START Reading text
These other additives may be present in the compositions in quantities that are generally from 0.01 to 15 weight %, preferably from 0.01 to 10 weight % or from 0.01 to about 5 weight %, or from 0.1 to about 1.0 weight %, based on the total weight of the PVB composition, so long as they do not detract from the basic and novel characteristics of the PVB composition and further do not significantly adversely affect the performance of the composition or of the solar cell modules prepared from the composition. The optional incorporation of these conventional ingredients into the PVB compositions can be carried out by any known process, for example, by dry blending, by extruding a mixture of the various constituents, by a masterbatch technique, or the like. See, again, the Kirk-Othmer Encyclopedia. Further described herein is a solar cell module that comprises a solar cell assembly, wherein (A) the solar cell assembly comprises an oxidizable metal component; (B) the solar cell assembly is encapsulated by the PVB composition described above; and (C) the oxidizable metal component is at least partially in contact with the PVB encapsulant. The term "metal component", as used herein, refers to a constituent part or to any sub-combination of the constituent parts of the solar cell assembly or of the solar cell module that comprises elemental metal, such as the conductive paste, the conducting wires or bus bars, the metal conductive coatings, or the metal reflector films. In particular, the terms "elemental metal", "metallic [element]", and "M0", for example, "elemental iron", "metallic iron" and "Fe0", are synonymous and are used interchangeably herein. The elemental metal may be present in substantially neat or pure form, for example as silver is used in a reflector film. Alternatively, it may be compounded, for example with a non- metallic material such as a carrier or a filler, or it may be present in a solid solution, in an alloy, in crystalline form, as a powder or as a flake, as the continuous or dispersed phase of a dispersion, or in any other morphology. For example, the solder material used in some connecting wires is a silver and aluminum alloy containing as little as about 2 wt% of silver.
END Reading text
> [Task brief]:
In the text on PVB compositions, what metals make up the solder alloy used in some connecting wires? Please give a short answer. These records have no connection to the text above.
START Record set
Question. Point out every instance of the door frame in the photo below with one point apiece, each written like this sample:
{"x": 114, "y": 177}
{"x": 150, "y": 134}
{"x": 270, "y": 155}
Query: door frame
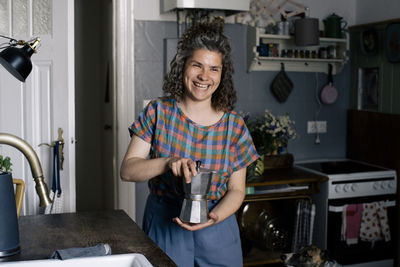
{"x": 123, "y": 98}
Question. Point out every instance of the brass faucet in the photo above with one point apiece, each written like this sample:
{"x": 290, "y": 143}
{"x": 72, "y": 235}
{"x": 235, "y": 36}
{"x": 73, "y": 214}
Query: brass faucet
{"x": 36, "y": 167}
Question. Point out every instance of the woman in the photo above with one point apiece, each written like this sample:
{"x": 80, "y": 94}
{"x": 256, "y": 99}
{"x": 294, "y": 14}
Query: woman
{"x": 194, "y": 121}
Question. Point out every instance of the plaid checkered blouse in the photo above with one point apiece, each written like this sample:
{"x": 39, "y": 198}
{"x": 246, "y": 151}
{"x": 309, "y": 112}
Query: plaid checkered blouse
{"x": 224, "y": 147}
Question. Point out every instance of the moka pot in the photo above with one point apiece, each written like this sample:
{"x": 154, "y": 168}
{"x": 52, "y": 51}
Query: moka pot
{"x": 195, "y": 207}
{"x": 9, "y": 234}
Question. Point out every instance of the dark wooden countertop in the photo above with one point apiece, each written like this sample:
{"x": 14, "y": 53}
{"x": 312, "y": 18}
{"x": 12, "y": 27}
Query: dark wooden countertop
{"x": 293, "y": 176}
{"x": 40, "y": 235}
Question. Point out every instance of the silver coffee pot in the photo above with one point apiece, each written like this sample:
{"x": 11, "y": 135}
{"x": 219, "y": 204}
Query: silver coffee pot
{"x": 195, "y": 208}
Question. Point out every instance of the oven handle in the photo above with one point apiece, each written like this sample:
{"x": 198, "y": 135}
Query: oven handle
END Record set
> [Exercise answer]:
Silver and aluminum.